Task to carry out:
Write out every line of the entries below without any change.

Data to use:
---

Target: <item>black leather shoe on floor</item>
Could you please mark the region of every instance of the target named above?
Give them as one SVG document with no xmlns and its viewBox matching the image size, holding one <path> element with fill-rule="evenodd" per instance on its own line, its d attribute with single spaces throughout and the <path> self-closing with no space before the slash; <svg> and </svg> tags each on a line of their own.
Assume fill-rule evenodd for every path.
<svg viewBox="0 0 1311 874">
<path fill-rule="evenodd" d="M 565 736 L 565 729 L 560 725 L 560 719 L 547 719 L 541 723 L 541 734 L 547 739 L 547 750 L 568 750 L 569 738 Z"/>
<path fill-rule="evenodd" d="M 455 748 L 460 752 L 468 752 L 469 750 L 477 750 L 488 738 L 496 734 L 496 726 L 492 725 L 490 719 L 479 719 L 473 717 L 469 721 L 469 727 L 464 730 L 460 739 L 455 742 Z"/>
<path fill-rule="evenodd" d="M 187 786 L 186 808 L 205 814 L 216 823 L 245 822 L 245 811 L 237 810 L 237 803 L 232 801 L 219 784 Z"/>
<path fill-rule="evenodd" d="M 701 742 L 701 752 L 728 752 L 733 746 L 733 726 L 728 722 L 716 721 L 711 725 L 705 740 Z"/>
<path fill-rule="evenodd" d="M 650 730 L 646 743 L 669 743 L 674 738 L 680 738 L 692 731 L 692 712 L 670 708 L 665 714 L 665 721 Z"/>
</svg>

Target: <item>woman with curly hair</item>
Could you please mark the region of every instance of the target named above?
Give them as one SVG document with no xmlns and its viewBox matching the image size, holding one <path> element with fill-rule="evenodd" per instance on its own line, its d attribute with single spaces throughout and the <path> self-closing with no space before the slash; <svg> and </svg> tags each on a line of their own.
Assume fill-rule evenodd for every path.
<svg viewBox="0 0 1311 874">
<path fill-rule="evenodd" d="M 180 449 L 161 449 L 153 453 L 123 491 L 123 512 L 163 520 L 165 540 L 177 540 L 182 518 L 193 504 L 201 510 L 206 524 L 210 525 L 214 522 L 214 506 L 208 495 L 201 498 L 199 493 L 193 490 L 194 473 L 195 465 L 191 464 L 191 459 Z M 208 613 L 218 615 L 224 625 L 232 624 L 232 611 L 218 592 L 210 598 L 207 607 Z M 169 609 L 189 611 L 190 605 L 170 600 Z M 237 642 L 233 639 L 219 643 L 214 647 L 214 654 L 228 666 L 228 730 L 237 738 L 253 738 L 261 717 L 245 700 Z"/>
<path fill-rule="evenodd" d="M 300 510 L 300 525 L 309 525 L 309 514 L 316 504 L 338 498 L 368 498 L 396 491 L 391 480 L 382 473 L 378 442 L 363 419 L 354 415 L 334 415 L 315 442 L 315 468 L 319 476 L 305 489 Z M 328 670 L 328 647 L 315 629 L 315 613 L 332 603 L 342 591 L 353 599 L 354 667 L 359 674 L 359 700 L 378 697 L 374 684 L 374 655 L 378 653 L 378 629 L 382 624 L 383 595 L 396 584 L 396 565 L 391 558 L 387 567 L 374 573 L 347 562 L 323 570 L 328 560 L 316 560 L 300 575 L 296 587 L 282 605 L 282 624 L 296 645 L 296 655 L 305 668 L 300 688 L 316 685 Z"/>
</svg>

---

Problem solution:
Target: <item>black leather shoe on floor</item>
Could you please mark the region of every instance of the target named above?
Give them as one SVG document with no xmlns and its viewBox matching the image size, holding one <path> element with fill-rule="evenodd" per instance on its own line, its d attribute with single spaces throughout and the <path> self-closing with no space before the slash; <svg> and </svg> tags each on a line of their own.
Assume fill-rule evenodd for every path.
<svg viewBox="0 0 1311 874">
<path fill-rule="evenodd" d="M 565 736 L 565 729 L 560 725 L 560 719 L 547 719 L 541 723 L 541 734 L 547 739 L 547 750 L 568 750 L 569 738 Z"/>
<path fill-rule="evenodd" d="M 455 748 L 460 752 L 468 752 L 469 750 L 477 750 L 488 738 L 496 734 L 496 726 L 492 725 L 490 719 L 479 719 L 473 717 L 469 721 L 469 727 L 464 730 L 460 739 L 455 742 Z"/>
<path fill-rule="evenodd" d="M 187 786 L 186 808 L 205 814 L 216 823 L 245 822 L 245 811 L 237 810 L 237 803 L 232 801 L 219 784 Z"/>
<path fill-rule="evenodd" d="M 701 742 L 701 752 L 728 752 L 733 746 L 733 726 L 728 722 L 716 721 L 711 725 L 705 740 Z"/>
<path fill-rule="evenodd" d="M 650 730 L 646 743 L 669 743 L 674 738 L 680 738 L 692 731 L 692 712 L 670 708 L 665 714 L 665 721 Z"/>
</svg>

Target: <item>woman with curly hair</item>
Could you please mark the region of every instance of the target named above?
Give them as one SVG document with no xmlns and its viewBox matching the image size, holding one <path> element with fill-rule="evenodd" per instance on its own line, its d attribute with single spaces throughout and the <path> self-closing with no space before the slash; <svg> and </svg> tags each on a line of their own.
Assume fill-rule evenodd for every path.
<svg viewBox="0 0 1311 874">
<path fill-rule="evenodd" d="M 180 449 L 161 449 L 153 453 L 123 491 L 123 512 L 163 520 L 165 540 L 177 540 L 182 518 L 193 504 L 201 510 L 206 524 L 210 525 L 214 522 L 214 506 L 208 495 L 201 498 L 199 493 L 193 490 L 194 473 L 195 465 L 191 464 L 191 459 Z M 208 613 L 218 615 L 224 625 L 232 624 L 232 611 L 218 592 L 210 598 L 207 607 Z M 169 609 L 189 611 L 190 605 L 170 600 Z M 237 642 L 233 639 L 219 643 L 214 647 L 214 654 L 228 666 L 228 730 L 237 738 L 253 738 L 261 717 L 245 700 Z"/>
<path fill-rule="evenodd" d="M 300 510 L 300 525 L 309 525 L 309 514 L 316 504 L 338 498 L 368 498 L 396 491 L 391 480 L 382 473 L 378 442 L 363 419 L 354 415 L 334 415 L 315 442 L 315 468 L 319 476 L 305 489 Z M 328 670 L 328 647 L 315 629 L 315 613 L 332 603 L 342 591 L 353 599 L 354 667 L 359 674 L 359 700 L 378 697 L 374 684 L 374 655 L 378 653 L 378 629 L 382 624 L 383 595 L 396 584 L 396 565 L 391 558 L 387 567 L 374 573 L 347 562 L 323 570 L 328 560 L 316 560 L 300 575 L 296 587 L 282 605 L 282 624 L 296 645 L 296 655 L 305 668 L 300 688 L 316 685 Z"/>
</svg>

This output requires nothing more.